▶ **Description of the task**: Return exactly the span that opens with the line containing "[locate] the stone" and closes with the final line of the records, both included.

::::

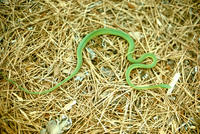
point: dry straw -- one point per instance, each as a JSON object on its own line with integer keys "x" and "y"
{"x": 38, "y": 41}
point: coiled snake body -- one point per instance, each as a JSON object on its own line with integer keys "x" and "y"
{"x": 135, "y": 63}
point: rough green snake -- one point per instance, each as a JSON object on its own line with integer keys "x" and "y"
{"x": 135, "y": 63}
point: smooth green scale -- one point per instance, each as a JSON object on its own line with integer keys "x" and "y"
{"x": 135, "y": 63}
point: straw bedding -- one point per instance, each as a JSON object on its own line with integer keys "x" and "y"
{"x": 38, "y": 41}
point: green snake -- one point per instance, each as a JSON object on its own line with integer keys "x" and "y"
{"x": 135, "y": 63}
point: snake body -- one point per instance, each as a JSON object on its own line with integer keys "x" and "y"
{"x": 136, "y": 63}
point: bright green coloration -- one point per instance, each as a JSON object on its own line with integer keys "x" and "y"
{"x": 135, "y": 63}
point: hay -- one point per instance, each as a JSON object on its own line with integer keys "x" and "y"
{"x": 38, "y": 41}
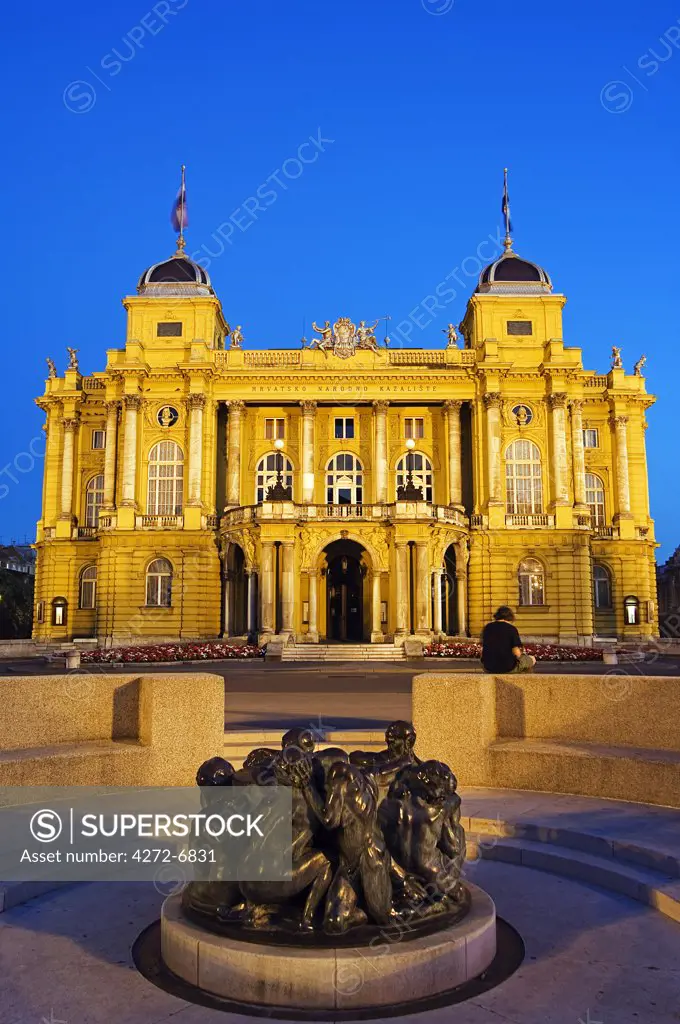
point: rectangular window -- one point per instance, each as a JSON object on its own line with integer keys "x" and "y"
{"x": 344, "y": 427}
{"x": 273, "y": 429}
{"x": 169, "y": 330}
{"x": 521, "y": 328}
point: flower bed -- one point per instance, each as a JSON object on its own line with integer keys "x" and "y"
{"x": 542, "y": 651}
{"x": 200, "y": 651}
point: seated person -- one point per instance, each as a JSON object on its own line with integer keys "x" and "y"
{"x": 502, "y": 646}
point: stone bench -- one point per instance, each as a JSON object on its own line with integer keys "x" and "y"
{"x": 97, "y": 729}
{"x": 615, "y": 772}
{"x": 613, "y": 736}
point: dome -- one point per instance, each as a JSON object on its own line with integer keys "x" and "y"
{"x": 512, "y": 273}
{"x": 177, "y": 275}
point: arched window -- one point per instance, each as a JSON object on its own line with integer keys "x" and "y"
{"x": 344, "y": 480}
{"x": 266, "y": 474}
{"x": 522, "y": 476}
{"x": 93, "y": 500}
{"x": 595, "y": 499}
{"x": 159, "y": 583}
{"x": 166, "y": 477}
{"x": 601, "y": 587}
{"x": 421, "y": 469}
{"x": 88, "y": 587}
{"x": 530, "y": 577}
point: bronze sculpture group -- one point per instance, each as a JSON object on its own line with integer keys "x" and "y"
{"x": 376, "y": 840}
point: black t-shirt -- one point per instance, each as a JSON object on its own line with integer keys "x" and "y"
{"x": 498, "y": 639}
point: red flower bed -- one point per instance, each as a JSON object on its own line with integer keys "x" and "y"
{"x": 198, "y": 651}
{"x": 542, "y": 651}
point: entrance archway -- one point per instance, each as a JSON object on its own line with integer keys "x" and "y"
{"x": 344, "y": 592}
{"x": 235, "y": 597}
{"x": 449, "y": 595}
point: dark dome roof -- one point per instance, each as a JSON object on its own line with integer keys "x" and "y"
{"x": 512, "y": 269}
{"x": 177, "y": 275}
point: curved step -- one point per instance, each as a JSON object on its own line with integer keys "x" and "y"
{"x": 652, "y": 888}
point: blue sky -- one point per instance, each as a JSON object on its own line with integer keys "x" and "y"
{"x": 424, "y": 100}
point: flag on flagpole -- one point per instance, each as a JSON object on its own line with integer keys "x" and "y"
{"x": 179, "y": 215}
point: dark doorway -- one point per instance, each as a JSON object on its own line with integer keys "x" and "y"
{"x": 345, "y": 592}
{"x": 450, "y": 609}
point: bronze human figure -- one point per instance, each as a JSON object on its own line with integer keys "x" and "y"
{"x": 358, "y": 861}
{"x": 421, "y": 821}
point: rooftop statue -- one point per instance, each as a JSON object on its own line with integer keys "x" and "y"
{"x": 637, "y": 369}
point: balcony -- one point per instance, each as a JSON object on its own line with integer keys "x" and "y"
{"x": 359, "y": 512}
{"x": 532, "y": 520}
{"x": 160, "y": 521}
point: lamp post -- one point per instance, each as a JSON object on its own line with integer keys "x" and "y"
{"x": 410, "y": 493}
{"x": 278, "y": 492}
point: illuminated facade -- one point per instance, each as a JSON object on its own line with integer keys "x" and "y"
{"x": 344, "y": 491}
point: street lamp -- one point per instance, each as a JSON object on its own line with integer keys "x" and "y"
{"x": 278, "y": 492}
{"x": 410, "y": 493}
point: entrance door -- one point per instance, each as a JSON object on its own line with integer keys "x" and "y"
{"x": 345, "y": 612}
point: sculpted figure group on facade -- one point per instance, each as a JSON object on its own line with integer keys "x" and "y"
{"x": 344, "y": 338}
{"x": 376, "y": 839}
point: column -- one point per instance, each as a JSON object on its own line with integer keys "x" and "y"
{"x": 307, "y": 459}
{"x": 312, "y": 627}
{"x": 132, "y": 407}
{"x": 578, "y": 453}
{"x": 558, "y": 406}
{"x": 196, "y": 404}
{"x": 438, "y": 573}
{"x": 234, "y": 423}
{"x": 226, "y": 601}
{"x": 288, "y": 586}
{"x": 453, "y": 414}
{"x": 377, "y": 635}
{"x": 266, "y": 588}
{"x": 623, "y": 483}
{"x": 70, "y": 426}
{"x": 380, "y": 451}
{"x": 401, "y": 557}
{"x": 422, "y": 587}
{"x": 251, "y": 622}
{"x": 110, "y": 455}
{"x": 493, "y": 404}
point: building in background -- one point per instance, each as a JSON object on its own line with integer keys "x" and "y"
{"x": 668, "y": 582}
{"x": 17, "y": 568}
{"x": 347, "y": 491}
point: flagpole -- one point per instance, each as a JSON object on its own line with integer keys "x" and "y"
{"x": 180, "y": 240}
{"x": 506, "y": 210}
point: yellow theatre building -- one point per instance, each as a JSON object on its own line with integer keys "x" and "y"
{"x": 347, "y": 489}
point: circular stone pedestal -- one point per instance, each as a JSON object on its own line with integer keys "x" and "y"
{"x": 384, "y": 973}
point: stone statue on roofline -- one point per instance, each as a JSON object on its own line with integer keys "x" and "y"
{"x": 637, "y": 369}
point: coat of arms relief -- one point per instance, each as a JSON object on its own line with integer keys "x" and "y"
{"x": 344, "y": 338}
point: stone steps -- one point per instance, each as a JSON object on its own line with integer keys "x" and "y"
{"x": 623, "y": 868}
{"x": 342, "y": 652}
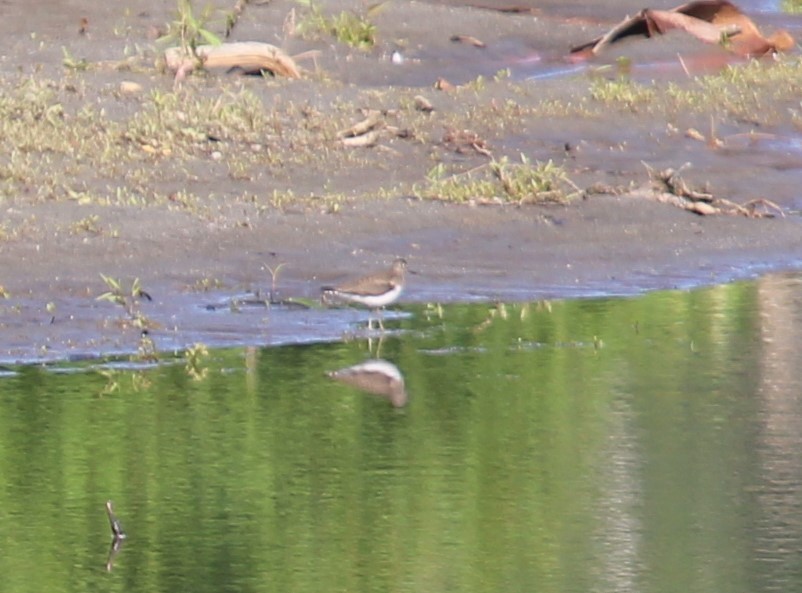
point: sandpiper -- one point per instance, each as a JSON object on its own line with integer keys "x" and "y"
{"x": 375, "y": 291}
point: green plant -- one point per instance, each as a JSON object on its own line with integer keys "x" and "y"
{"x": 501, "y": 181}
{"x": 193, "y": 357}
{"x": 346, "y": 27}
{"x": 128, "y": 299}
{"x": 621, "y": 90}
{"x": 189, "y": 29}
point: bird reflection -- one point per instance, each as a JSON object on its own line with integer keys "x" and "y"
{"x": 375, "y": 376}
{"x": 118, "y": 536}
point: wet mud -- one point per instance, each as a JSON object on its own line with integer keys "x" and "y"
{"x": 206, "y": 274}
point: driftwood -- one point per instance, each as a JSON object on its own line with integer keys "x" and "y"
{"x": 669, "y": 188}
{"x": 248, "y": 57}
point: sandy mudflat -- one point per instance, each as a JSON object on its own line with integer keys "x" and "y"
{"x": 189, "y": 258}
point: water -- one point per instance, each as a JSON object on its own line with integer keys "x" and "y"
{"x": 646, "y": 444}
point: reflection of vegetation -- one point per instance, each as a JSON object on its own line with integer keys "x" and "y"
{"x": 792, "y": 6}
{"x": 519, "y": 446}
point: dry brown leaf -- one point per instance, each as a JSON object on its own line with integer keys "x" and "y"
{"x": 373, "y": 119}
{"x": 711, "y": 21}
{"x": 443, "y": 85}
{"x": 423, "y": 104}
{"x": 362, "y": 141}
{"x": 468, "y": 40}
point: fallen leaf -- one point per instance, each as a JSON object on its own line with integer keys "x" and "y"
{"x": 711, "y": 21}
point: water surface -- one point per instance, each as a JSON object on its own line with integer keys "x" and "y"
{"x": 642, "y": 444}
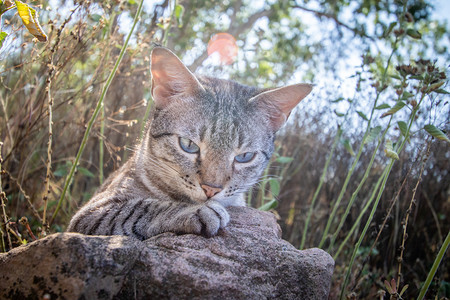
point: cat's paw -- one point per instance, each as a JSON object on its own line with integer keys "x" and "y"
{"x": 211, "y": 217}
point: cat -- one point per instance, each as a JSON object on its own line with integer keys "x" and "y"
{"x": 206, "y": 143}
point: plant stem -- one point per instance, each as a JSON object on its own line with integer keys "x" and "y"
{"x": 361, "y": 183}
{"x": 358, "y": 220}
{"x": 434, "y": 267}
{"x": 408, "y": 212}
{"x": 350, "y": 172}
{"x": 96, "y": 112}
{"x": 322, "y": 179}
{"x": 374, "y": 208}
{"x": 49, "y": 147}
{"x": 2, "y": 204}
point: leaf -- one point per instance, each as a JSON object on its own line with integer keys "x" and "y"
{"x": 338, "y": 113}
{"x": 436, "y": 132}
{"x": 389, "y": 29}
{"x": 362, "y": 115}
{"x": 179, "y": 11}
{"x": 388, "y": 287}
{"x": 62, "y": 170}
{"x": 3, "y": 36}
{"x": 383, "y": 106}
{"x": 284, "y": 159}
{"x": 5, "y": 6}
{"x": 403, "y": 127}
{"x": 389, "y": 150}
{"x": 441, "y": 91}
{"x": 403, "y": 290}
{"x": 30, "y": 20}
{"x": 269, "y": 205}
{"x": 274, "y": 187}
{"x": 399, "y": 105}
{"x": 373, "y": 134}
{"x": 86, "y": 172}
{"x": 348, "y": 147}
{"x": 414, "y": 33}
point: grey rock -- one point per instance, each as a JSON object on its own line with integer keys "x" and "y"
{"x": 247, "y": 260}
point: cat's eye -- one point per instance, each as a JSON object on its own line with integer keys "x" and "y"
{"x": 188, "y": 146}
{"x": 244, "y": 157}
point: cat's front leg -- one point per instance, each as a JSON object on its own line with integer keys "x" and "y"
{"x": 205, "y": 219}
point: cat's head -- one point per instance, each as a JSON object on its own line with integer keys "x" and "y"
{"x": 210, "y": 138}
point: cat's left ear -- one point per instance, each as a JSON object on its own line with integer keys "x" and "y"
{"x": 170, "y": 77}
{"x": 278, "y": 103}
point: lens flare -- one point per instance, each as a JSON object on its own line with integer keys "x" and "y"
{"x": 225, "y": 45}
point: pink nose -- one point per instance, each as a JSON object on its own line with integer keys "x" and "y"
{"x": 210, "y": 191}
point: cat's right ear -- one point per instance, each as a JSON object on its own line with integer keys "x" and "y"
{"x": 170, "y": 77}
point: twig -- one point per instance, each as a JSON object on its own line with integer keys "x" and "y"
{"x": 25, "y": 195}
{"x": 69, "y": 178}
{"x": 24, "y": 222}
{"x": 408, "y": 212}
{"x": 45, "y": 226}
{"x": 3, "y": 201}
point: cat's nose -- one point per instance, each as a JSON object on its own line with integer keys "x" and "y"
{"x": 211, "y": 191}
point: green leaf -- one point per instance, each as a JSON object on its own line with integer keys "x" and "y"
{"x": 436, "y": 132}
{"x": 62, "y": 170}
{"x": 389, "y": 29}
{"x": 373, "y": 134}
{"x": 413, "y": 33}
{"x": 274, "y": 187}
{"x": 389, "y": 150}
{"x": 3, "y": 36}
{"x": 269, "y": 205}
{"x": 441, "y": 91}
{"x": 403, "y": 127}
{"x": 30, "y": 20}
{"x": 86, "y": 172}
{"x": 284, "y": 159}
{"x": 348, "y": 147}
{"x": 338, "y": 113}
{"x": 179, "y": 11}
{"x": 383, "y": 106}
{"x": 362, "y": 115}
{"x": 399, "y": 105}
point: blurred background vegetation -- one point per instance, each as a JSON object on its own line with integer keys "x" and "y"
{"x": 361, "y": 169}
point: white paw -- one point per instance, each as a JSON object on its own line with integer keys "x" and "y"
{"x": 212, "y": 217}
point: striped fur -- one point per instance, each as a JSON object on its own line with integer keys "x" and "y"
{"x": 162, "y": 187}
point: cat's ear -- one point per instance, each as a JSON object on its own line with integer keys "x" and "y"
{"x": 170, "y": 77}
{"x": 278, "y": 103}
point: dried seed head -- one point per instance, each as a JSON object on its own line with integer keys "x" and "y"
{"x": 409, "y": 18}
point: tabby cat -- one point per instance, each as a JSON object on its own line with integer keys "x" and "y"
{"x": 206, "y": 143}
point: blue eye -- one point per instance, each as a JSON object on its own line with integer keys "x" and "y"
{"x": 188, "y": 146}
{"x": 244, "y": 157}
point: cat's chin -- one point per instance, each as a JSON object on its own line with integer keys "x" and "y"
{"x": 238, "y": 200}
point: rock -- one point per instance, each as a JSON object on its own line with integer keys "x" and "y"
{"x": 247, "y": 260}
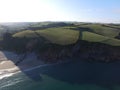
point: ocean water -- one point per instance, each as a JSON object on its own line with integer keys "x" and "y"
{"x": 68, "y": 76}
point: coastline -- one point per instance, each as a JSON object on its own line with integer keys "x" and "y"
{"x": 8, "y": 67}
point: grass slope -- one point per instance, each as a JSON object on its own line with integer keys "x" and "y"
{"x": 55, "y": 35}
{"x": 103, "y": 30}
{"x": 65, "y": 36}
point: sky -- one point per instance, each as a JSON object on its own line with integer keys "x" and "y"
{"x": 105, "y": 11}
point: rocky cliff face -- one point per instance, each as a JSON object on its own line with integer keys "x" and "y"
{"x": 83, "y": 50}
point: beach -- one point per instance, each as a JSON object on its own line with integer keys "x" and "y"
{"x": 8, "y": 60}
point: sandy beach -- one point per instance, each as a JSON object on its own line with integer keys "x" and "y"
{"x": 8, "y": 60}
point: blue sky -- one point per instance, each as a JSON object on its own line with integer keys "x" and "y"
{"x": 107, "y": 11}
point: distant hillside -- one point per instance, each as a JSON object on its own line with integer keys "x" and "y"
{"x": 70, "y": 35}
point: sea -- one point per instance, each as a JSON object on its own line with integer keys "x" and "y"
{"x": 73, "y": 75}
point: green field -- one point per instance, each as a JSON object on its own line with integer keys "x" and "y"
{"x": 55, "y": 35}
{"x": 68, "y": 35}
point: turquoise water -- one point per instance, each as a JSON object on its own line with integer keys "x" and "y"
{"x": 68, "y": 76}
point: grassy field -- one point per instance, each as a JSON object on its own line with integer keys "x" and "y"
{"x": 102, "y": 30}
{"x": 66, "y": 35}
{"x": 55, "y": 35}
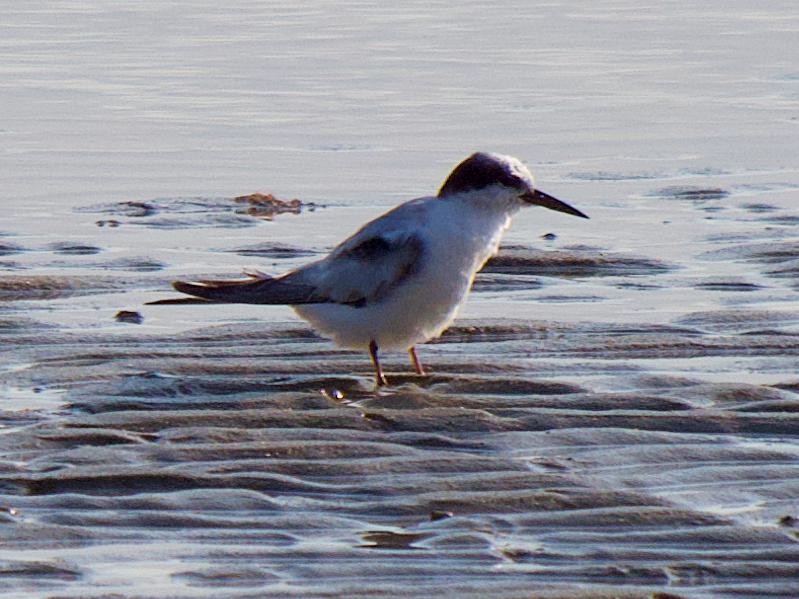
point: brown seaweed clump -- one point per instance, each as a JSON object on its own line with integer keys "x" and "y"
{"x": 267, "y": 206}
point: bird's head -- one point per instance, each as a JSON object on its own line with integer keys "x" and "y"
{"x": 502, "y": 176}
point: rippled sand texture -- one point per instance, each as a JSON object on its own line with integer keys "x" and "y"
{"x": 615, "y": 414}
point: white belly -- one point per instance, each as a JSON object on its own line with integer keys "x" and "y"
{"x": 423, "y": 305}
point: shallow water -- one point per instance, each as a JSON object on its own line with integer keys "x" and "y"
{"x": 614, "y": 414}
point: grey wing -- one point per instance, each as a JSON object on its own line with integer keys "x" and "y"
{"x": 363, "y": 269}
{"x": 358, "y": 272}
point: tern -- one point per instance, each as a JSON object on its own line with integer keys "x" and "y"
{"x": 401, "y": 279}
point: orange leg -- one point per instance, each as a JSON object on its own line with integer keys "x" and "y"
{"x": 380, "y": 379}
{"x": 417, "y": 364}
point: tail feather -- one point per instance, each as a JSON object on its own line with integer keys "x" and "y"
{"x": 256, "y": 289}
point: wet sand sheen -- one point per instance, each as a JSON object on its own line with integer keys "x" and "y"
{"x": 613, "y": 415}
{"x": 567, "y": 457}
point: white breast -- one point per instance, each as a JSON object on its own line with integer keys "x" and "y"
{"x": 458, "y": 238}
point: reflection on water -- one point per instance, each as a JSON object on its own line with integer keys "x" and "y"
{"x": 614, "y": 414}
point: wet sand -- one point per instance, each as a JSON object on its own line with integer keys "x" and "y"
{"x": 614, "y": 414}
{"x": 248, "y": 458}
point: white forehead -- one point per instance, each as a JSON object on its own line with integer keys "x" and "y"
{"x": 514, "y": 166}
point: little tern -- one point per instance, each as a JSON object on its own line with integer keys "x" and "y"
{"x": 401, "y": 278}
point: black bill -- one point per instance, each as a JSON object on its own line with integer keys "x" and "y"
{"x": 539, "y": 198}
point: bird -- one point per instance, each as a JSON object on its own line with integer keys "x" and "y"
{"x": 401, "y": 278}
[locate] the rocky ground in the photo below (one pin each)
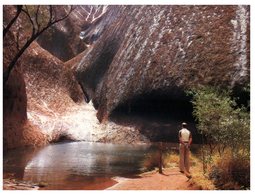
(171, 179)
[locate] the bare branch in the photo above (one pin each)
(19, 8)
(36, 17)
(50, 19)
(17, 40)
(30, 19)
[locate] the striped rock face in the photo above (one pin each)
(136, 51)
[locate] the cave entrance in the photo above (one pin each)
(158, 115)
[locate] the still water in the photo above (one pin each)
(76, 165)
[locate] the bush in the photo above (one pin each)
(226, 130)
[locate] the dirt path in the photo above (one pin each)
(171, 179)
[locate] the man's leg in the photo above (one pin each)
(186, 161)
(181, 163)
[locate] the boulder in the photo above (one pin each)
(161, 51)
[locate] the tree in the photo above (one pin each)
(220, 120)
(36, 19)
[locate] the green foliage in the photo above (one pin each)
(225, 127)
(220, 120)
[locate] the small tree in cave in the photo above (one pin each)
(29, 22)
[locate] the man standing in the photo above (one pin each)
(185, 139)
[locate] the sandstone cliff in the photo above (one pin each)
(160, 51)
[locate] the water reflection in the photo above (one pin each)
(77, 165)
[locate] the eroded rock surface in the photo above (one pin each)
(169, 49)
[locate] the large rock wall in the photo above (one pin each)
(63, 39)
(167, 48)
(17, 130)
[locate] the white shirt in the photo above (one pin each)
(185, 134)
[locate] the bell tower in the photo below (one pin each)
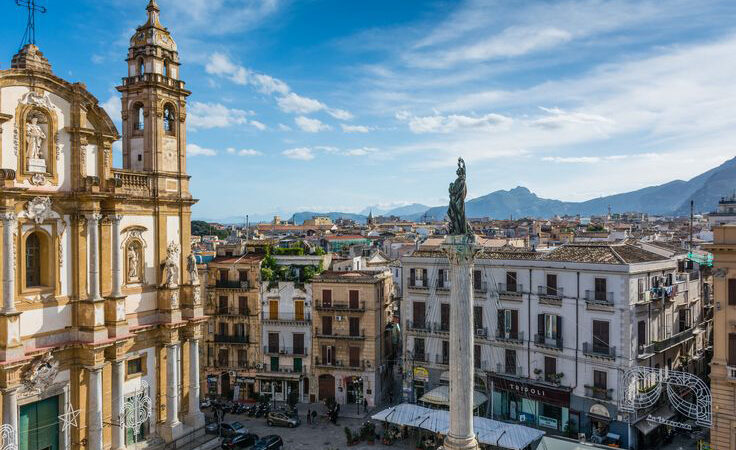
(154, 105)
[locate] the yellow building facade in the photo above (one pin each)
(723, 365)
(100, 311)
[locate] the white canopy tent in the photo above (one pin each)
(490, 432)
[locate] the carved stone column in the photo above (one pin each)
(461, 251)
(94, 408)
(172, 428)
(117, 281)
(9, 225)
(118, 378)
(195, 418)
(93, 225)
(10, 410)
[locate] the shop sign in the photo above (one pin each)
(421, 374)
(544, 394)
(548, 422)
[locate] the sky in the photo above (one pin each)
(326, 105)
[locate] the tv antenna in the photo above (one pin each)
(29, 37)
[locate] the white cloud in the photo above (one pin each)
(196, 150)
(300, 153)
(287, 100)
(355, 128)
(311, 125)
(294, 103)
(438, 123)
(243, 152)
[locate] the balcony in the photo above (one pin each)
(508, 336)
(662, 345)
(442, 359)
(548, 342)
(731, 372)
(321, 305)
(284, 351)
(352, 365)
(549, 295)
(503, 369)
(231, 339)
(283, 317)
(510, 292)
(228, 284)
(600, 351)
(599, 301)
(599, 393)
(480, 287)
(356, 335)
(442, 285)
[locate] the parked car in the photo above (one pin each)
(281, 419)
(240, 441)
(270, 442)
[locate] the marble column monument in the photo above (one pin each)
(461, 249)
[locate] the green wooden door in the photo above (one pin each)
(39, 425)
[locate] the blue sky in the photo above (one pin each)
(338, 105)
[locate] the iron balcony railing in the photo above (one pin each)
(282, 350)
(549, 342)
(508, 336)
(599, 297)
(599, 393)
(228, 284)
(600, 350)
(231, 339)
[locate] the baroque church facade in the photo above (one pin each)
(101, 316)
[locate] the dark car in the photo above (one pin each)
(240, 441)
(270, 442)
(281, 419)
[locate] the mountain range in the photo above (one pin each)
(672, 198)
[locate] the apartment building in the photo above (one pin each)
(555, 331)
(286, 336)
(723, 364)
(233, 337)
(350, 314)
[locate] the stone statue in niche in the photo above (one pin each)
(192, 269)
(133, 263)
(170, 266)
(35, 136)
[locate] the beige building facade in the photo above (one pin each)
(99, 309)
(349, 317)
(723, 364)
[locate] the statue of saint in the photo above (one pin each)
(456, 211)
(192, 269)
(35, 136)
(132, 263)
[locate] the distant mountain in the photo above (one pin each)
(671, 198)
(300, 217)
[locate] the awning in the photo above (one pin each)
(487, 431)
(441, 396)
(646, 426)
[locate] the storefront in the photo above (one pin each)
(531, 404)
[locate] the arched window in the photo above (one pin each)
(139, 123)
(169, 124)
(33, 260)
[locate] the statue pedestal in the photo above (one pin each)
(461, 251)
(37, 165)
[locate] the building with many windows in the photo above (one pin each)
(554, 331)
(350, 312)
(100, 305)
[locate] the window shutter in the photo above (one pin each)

::::

▶ **Final answer**:
[locate] the stone statue in niche in the photo above (one pin each)
(192, 269)
(133, 263)
(170, 266)
(35, 136)
[locate] the beige building facade in the photo above (one pin each)
(99, 309)
(349, 317)
(723, 364)
[locate] the statue of saint in the photo above (one pin each)
(456, 211)
(192, 269)
(35, 136)
(132, 263)
[locate] the distant mountain in the photo above (one pin each)
(671, 198)
(300, 217)
[locate] the awning in the photo above (one pin each)
(487, 431)
(441, 396)
(646, 426)
[locate] the storefront in the photo above (one pin each)
(531, 404)
[locate] the arched window in the photo above (one pin each)
(139, 123)
(169, 124)
(33, 260)
[locate] the statue pedestal in the photo above (one pin each)
(461, 251)
(37, 165)
[locate] the building with many windows in the photo above (one pin each)
(554, 331)
(350, 312)
(100, 305)
[locate] the window shutter in the photo above (one pin each)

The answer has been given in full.